▸ **Texto extraído**:
----------------
Sandra diz que a Rota não teria executado seu filho se ele fosse branco. "Se branco, morasse em bairro nobre, tivesse seis dígitos na conta, a abordagem seria outra."
"Negros na comunidade são esculachados pela polícia mesmo sem fazer nada. Criminalizam pela roupa e música que ouvem", afirma. "Em bairro nobre tem mandado; na periferia, eles picam o pé na porta e entram."
"Negaram socorro"
Assim que viu o filho atingindo, Sandra correu para encontrá-lo. "O corpo estava coberto, mas o boné estava lá, manchado de sangue. Eu sabia que era ele, ninguém precisava dizer."
"Foram duas rajadas. A primeira, depois a segunda, e depois mais um tiro, nove disparos em 27 segundos", diz. Segundo o inquérito, o último tiro perfurou o pulmão. "Ele ficou agonizando porque negaram socorro", afirma.
----------------
▸ **Informações fornecidas**:
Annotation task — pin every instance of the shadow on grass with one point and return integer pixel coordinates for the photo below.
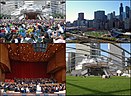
(95, 92)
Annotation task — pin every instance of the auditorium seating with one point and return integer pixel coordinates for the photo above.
(30, 86)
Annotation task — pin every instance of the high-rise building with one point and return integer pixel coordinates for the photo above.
(121, 12)
(127, 11)
(99, 19)
(80, 16)
(99, 15)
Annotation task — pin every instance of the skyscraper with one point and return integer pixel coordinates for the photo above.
(99, 15)
(99, 19)
(127, 11)
(121, 12)
(80, 16)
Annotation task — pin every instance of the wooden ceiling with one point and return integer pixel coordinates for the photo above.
(25, 52)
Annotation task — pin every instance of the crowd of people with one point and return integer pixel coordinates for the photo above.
(32, 86)
(32, 31)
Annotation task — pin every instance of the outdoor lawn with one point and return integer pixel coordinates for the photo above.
(97, 86)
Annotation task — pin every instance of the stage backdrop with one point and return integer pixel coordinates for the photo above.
(27, 70)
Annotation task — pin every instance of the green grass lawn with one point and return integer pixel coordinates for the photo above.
(98, 86)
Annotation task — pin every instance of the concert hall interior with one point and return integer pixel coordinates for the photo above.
(23, 62)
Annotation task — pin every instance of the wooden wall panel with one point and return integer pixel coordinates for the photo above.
(2, 76)
(4, 59)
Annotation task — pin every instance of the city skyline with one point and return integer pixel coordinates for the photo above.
(72, 14)
(103, 46)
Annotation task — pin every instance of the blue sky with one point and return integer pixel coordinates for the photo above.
(88, 7)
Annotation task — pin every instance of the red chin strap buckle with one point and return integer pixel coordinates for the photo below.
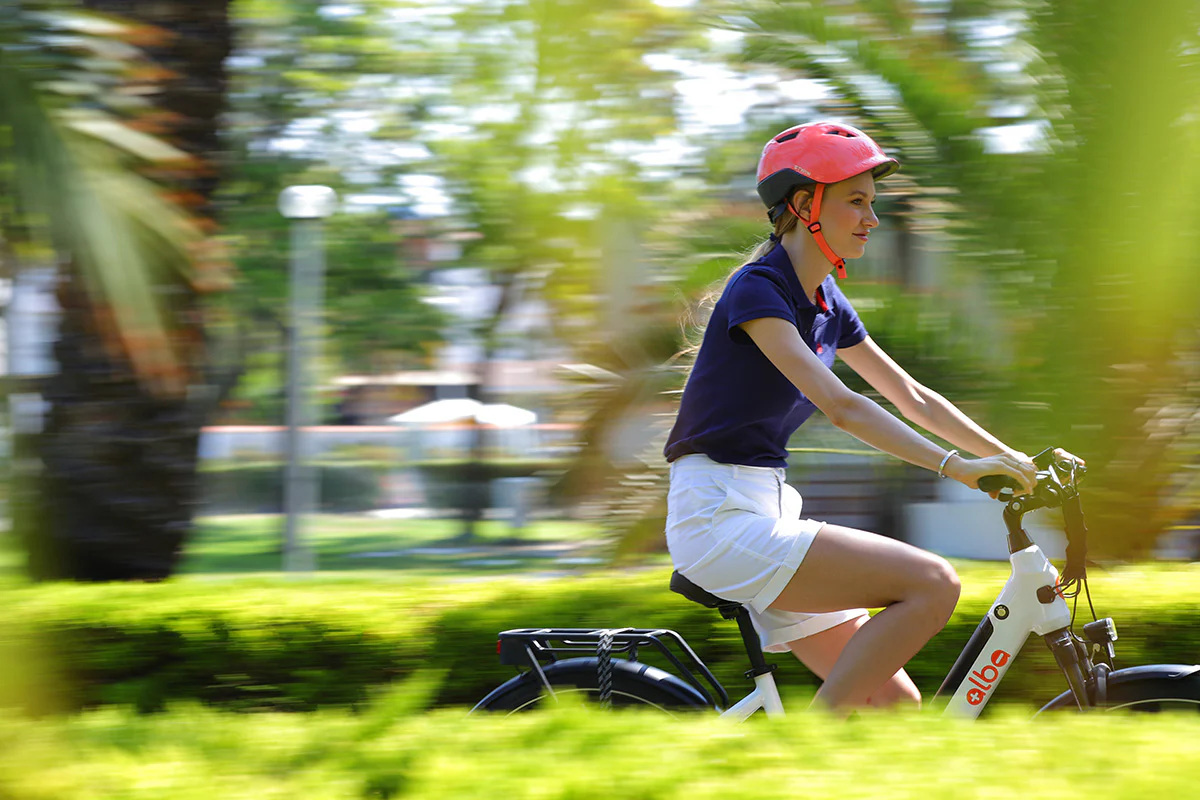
(815, 229)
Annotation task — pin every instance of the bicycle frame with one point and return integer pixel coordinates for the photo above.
(765, 696)
(1029, 603)
(1018, 612)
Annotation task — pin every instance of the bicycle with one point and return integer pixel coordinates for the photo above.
(1032, 601)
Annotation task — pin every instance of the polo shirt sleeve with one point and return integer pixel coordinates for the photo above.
(754, 295)
(851, 330)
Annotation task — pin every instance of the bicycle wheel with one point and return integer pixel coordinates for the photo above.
(634, 685)
(1157, 687)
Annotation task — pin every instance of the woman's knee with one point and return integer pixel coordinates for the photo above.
(939, 587)
(898, 691)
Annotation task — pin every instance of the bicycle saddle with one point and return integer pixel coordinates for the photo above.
(682, 585)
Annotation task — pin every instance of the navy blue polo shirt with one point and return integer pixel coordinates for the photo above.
(737, 408)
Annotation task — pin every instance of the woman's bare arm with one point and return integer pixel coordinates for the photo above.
(919, 403)
(861, 416)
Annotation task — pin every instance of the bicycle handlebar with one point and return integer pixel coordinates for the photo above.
(1057, 485)
(1054, 476)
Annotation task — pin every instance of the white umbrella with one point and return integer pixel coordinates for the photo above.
(503, 415)
(449, 410)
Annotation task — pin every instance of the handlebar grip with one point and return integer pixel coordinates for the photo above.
(996, 482)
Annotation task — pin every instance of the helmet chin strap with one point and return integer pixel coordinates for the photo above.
(814, 227)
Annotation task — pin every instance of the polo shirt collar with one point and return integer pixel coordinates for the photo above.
(778, 258)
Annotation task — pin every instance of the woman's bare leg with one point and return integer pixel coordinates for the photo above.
(846, 569)
(821, 650)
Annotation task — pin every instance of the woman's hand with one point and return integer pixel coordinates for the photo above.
(1014, 464)
(1063, 457)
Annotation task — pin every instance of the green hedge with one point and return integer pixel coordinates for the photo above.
(330, 644)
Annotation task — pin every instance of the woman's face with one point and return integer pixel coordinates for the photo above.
(847, 215)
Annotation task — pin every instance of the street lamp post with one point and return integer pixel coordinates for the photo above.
(306, 206)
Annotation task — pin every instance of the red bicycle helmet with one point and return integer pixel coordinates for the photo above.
(816, 154)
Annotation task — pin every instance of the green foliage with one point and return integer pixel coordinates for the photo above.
(330, 643)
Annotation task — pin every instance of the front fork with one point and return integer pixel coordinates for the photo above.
(1089, 683)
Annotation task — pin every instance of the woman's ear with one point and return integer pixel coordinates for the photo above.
(802, 200)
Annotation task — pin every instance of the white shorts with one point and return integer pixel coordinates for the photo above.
(737, 531)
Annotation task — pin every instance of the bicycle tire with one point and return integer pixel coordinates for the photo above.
(1151, 689)
(634, 684)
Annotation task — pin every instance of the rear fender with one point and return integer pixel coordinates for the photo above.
(1131, 674)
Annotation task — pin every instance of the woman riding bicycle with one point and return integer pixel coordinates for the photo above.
(763, 367)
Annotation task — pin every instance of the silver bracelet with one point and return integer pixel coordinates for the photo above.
(942, 465)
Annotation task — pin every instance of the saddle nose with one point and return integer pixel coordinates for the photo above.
(682, 585)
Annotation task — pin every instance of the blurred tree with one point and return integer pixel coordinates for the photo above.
(552, 104)
(310, 103)
(106, 489)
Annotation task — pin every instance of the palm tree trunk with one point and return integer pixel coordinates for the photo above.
(107, 489)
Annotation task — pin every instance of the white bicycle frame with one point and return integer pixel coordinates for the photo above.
(987, 656)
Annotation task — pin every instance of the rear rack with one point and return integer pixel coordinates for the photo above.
(528, 647)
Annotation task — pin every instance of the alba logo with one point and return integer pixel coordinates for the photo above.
(985, 678)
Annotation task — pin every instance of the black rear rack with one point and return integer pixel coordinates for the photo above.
(528, 647)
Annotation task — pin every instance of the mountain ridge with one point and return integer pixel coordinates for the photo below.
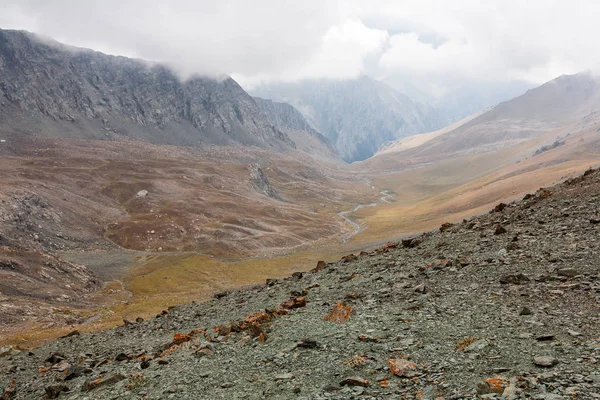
(358, 115)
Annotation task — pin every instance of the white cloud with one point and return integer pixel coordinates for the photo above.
(437, 40)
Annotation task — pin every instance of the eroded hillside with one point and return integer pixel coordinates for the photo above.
(502, 305)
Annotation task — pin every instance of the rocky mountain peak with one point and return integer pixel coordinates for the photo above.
(46, 80)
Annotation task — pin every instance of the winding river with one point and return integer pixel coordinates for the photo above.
(385, 196)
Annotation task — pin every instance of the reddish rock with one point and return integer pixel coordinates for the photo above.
(500, 207)
(321, 265)
(493, 385)
(445, 226)
(339, 314)
(403, 368)
(354, 381)
(294, 302)
(499, 230)
(349, 258)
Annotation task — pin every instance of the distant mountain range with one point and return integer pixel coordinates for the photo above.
(290, 121)
(53, 90)
(565, 105)
(357, 116)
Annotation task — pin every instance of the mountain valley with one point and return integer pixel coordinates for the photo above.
(141, 213)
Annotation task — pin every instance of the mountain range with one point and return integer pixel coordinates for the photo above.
(52, 90)
(125, 190)
(358, 115)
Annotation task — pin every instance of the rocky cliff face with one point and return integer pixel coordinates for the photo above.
(49, 82)
(357, 116)
(291, 121)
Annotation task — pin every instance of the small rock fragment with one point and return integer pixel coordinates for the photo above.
----------------
▸ **Conjunto de tarefas**:
A. Indique se cada afirmação concorda com o texto sobre o filho de Sandra, respondendo sim ou não e citando literalmente o trecho decisivo: (i) Segundo Sandra, foram nove disparos em 27 segundos. (ii) Sandra reconheceu o filho pelo rosto. (iii) Segundo o inquérito, o último tiro perfurou o coração.
B. Prossiga o texto sobre o filho de Sandra a partir da última frase apresentada.

▸ **Respostas do exercício**:
A.
(i) Sim: "nove disparos em 27 segundos".
(ii) Não: "O corpo estava coberto, mas o boné estava lá, manchado de sangue."
(iii) Não: "Segundo o inquérito, o último tiro perfurou o pulmão."

B.
O inquérito descreve a cena da câmera corporal.
Meu filho clamou pela vida. Ele estava com as mãos para cima e suas últimas palavras foram: "Por favor, senhor". Não foi abordagem, foi execução.
Sandra de Jesus
Três agentes foram indiciados por homicídio, omissão e fraude processual.
A letalidade nos 8 estados
Bahia
Em 2022, a Bahia chegou ao topo do ranking, com 1.465 vítimas, sendo 1.121 negras. Entre 2015 e 2022, o aumento foi de 300%. Negros representaram 94,7% dos mortos, 74% com idade entre 18 e 29 anos.
Rio de Janeiro
Os agentes de segurança mataram 1.042 negros em 2022 (87% dos casos), o segundo estado com mais mortos pela polícia. A cada 8 horas e 24 minutos, uma pessoa negra morreu nessas condições.
Pará
O Pará é o terceiro estado com maior número total de mortos pela polícia: uma vítima a cada 14 horas. "Com 631 casos, tem mais vítimas do que São Paulo, mesmo com um quinto da sua população", segundo a Rede de Observatórios.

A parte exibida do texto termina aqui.